● **Rows excerpted from a collection**:
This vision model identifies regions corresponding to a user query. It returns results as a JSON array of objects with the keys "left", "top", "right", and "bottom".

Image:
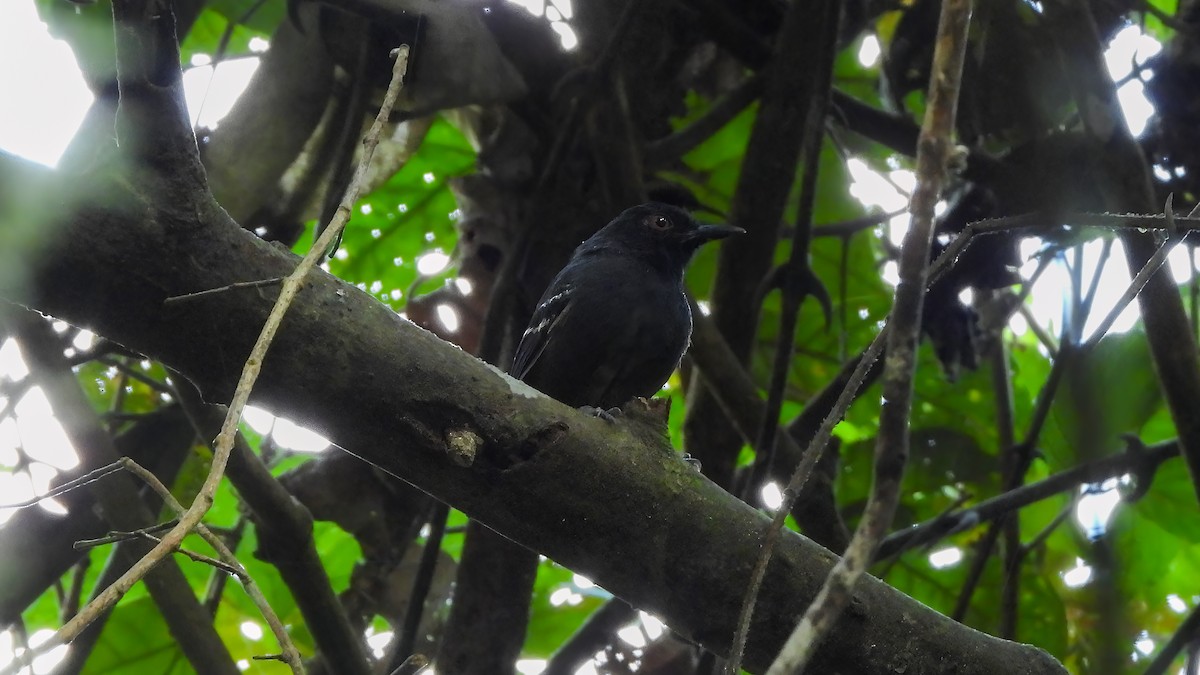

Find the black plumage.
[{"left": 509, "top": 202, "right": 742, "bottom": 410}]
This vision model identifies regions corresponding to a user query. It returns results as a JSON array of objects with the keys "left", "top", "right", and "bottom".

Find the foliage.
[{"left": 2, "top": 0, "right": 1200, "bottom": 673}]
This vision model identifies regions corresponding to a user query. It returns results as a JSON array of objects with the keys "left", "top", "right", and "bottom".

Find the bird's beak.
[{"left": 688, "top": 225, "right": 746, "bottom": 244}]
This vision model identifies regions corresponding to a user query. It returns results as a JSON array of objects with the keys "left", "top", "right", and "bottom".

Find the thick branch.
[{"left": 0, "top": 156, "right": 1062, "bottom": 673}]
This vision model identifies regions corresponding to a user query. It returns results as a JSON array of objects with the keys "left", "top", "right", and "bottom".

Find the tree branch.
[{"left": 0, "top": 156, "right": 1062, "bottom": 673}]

---

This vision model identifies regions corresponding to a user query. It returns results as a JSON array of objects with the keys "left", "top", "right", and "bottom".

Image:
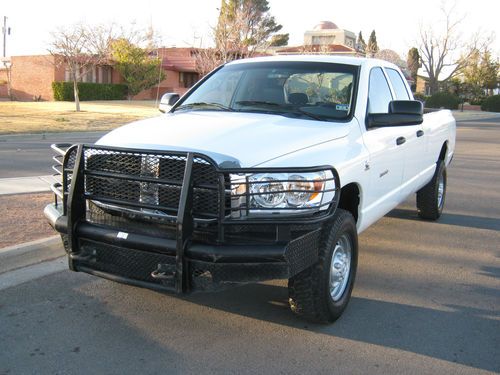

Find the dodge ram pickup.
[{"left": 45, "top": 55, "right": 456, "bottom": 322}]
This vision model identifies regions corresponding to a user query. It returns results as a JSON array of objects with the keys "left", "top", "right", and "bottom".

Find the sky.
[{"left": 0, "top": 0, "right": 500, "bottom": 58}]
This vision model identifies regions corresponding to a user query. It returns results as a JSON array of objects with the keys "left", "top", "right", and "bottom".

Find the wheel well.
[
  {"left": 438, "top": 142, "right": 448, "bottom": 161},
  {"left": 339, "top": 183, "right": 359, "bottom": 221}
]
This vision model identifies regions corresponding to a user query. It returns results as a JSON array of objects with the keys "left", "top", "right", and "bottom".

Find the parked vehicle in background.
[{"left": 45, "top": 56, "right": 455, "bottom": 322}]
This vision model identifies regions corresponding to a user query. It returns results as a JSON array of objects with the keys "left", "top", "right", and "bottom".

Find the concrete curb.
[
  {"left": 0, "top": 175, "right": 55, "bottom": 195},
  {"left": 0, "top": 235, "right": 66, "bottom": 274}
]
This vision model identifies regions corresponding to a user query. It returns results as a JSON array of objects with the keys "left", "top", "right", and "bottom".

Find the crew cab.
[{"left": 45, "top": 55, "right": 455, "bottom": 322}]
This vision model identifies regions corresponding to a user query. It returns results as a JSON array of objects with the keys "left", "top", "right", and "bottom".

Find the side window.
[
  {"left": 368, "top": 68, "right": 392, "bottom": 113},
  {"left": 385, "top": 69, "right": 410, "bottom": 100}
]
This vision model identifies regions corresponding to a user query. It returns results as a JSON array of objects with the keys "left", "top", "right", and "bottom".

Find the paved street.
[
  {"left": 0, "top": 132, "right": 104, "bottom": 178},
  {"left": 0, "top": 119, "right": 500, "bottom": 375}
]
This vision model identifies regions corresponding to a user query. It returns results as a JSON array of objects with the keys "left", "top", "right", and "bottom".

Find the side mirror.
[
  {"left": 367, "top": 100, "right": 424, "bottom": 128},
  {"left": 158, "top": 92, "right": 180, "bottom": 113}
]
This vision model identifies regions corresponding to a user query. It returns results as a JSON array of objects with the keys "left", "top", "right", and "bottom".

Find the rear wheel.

● **Task to complete**: Gather every line in the rows above that contains the word "side" and copy each one out.

● **Task response**:
Find the side window.
Find the side mirror.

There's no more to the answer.